§ **What to produce**
Format the lines from the start of the records through the line that contains "46), (58, 47)]" as a JSON list of strings, one string per line, leaving out blank lines.
START
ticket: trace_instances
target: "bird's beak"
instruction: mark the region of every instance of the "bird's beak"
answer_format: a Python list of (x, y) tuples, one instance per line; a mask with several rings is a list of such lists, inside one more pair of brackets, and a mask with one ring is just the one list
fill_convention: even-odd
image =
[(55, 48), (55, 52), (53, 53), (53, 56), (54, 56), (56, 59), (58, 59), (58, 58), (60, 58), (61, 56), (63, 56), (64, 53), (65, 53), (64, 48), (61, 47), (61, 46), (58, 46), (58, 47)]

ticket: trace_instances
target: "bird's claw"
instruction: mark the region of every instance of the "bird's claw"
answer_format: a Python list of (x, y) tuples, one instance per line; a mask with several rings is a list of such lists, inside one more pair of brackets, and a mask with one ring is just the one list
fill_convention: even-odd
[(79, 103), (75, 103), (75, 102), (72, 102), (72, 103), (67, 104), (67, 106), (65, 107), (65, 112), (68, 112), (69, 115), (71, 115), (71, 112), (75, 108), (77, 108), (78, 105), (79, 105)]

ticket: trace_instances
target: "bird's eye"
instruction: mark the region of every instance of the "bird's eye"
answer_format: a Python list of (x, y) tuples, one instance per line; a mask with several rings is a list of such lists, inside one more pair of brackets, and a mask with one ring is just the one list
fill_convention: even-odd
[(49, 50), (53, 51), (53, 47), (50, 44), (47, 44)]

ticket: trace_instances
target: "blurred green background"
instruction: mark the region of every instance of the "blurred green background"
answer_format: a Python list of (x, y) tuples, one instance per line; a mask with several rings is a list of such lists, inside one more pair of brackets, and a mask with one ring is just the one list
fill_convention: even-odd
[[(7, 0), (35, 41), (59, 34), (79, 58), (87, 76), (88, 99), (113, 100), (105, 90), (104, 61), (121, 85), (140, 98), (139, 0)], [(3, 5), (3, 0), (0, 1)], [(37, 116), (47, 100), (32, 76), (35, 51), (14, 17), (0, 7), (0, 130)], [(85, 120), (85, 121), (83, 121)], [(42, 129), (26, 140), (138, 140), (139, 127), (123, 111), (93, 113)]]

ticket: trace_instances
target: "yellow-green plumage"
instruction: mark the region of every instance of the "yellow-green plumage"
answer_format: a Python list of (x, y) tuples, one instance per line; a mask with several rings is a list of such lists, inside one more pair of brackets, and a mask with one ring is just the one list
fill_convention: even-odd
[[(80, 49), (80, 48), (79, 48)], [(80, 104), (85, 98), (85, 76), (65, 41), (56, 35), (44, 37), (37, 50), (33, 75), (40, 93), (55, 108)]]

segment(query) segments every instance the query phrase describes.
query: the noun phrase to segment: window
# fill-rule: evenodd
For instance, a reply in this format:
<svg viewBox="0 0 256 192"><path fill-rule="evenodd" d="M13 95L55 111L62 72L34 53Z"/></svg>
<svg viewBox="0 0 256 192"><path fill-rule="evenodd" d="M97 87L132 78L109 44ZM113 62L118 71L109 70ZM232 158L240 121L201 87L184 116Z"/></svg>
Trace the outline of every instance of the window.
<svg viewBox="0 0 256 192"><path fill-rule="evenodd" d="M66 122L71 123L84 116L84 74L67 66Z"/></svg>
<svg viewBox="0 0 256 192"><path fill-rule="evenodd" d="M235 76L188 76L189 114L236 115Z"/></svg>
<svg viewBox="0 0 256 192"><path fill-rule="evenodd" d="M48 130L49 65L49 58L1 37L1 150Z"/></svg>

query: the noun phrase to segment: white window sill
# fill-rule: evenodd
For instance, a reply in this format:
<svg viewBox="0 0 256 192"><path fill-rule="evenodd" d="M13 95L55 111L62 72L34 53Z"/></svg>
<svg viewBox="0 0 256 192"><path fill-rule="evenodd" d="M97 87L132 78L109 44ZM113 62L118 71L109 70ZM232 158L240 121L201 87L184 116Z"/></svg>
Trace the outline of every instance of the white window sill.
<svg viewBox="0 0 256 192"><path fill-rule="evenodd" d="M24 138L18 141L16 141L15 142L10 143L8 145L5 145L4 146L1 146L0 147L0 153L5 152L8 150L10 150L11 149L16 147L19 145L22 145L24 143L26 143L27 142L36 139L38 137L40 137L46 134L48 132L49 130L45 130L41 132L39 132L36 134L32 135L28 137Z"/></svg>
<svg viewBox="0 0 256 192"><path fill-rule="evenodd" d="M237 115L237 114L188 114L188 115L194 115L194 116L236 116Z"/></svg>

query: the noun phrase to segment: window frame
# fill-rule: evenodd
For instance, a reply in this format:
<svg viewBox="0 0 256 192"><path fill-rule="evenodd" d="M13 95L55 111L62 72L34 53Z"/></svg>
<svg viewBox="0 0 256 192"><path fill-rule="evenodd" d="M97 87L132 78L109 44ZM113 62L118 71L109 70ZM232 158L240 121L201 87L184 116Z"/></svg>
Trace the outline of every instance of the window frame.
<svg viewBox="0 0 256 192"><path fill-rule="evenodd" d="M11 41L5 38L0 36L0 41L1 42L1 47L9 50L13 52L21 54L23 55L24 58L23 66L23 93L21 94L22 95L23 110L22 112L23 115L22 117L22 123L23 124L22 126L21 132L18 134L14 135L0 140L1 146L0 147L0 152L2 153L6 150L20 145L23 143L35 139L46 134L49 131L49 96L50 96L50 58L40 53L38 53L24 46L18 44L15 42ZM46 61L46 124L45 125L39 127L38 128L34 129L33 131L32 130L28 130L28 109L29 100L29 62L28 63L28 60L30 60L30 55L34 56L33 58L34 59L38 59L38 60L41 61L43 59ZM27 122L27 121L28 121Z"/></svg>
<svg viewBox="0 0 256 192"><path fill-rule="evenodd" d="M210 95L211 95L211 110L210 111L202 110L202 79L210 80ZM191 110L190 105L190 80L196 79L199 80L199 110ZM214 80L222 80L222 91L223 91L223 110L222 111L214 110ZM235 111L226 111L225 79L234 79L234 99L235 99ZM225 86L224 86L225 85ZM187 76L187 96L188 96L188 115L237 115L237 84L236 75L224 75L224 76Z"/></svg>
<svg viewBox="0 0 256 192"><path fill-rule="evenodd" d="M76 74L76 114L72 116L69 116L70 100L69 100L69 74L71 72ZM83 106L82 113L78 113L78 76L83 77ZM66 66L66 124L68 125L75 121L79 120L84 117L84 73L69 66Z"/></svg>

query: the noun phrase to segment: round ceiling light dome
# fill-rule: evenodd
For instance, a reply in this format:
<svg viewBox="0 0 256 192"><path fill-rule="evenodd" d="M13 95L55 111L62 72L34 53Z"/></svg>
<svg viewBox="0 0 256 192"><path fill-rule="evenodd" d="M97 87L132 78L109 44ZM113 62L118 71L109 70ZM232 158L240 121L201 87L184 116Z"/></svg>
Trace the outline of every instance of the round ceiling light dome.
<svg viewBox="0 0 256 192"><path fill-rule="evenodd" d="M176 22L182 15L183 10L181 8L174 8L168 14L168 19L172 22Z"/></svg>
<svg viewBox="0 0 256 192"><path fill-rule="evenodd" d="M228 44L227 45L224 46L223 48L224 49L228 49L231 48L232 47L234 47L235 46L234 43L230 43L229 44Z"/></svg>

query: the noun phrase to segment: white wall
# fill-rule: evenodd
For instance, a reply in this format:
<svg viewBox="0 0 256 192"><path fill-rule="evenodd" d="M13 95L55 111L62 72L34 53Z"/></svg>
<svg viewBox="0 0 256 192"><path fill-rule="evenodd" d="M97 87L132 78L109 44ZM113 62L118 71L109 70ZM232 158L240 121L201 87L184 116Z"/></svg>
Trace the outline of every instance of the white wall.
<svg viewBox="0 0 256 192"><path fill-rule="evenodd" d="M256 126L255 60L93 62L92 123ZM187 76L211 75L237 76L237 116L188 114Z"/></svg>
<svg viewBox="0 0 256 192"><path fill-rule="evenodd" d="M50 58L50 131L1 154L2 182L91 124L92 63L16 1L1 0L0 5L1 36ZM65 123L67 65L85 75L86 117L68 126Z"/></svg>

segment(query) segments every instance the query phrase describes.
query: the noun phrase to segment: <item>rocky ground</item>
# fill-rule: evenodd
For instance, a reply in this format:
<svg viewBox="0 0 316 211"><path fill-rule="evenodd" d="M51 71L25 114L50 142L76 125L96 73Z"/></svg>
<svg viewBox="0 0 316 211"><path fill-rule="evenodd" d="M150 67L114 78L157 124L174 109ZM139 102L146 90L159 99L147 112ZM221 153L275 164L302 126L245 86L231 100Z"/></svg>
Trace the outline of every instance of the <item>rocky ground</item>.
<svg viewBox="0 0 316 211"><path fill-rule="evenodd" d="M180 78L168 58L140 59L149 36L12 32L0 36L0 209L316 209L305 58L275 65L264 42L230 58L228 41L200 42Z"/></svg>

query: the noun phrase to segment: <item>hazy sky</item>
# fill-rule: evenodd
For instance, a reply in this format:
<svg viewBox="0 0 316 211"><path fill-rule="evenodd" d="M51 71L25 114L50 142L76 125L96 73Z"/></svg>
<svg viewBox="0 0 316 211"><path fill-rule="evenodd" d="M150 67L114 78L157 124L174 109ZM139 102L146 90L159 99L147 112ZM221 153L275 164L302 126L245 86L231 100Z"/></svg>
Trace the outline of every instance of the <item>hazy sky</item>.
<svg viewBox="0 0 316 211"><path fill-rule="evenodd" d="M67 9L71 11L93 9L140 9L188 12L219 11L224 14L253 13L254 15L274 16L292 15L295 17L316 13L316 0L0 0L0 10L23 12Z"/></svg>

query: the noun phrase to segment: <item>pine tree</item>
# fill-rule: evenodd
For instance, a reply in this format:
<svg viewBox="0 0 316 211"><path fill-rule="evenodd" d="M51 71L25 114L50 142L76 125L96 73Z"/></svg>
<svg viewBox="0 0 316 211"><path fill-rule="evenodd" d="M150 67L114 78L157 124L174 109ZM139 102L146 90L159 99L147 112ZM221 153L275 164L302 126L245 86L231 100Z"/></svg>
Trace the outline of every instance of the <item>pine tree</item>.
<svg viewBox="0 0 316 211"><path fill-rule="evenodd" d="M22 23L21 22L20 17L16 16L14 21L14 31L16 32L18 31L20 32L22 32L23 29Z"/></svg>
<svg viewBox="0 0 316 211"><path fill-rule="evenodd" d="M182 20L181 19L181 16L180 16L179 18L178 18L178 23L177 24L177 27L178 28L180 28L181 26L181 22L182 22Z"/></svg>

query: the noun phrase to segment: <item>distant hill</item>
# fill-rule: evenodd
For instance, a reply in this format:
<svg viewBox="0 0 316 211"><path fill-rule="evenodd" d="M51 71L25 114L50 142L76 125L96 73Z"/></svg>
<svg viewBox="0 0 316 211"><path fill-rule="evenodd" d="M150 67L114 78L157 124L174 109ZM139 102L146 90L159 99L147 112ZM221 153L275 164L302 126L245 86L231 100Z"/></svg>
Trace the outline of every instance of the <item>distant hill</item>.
END
§ **Solution for this exercise**
[
  "ticket: trace_instances",
  "target: \"bird's beak\"",
  "instruction: mark the region of every instance of the \"bird's beak\"",
  "answer_format: a Python list of (x, y) tuples, one instance per line; a mask with several rings is a list of such lists, inside one more pair of brackets, and a mask with one ring is just the one list",
  "fill_convention: even-odd",
  "image =",
  "[(55, 48), (55, 52), (53, 53), (53, 56), (54, 56), (56, 59), (58, 59), (58, 58), (60, 58), (61, 56), (63, 56), (64, 53), (65, 53), (64, 48), (61, 47), (61, 46), (58, 46), (58, 47)]"
]